— START Data lines —

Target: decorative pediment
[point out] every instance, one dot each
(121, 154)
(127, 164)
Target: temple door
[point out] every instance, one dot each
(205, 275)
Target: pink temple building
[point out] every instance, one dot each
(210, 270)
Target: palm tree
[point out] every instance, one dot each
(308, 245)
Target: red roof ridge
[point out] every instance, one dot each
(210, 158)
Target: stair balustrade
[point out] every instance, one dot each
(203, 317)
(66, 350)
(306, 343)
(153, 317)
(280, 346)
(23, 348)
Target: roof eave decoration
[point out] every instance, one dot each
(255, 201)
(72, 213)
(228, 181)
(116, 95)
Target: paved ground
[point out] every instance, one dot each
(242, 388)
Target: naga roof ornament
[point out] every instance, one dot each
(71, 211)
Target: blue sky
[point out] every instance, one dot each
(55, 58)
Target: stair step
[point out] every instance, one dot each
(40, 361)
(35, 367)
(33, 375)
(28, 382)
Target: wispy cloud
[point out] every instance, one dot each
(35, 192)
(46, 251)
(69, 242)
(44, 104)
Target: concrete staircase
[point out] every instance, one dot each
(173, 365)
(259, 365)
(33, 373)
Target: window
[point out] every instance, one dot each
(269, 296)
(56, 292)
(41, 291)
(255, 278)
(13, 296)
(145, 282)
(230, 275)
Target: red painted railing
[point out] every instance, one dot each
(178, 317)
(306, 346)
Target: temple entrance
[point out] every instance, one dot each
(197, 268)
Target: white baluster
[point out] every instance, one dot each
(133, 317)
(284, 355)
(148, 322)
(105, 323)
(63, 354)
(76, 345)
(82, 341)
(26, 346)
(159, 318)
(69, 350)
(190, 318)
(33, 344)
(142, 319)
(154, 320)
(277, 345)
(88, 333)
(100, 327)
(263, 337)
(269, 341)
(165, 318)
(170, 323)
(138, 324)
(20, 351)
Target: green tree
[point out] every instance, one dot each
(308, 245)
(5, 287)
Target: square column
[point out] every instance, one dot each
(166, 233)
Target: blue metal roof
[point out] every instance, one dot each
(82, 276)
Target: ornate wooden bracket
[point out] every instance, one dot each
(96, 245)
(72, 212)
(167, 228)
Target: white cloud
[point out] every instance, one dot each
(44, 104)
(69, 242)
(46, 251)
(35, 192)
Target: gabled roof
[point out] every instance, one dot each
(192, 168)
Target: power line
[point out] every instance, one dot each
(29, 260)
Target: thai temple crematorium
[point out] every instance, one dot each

— END Data lines —

What is asked: Starting with the line containing "Target: ornate wooden bracket" and continuing through the end of the data, reproduce every line, moving each point coordinate by adding -18 to both its x and y values and leaving all other text unchanged.

Answer in full:
Target: ornate wooden bracket
[point out] every instance, one dot each
(78, 227)
(54, 194)
(149, 210)
Target: white cloud
[point out] every instance, one dot each
(26, 86)
(51, 224)
(28, 233)
(17, 174)
Target: gabled roof
[point out] every instance, one dot each
(174, 150)
Target: power line
[point out] every instance, one dot each
(11, 242)
Target: thai temple crematorium
[point out] every instance, one dot each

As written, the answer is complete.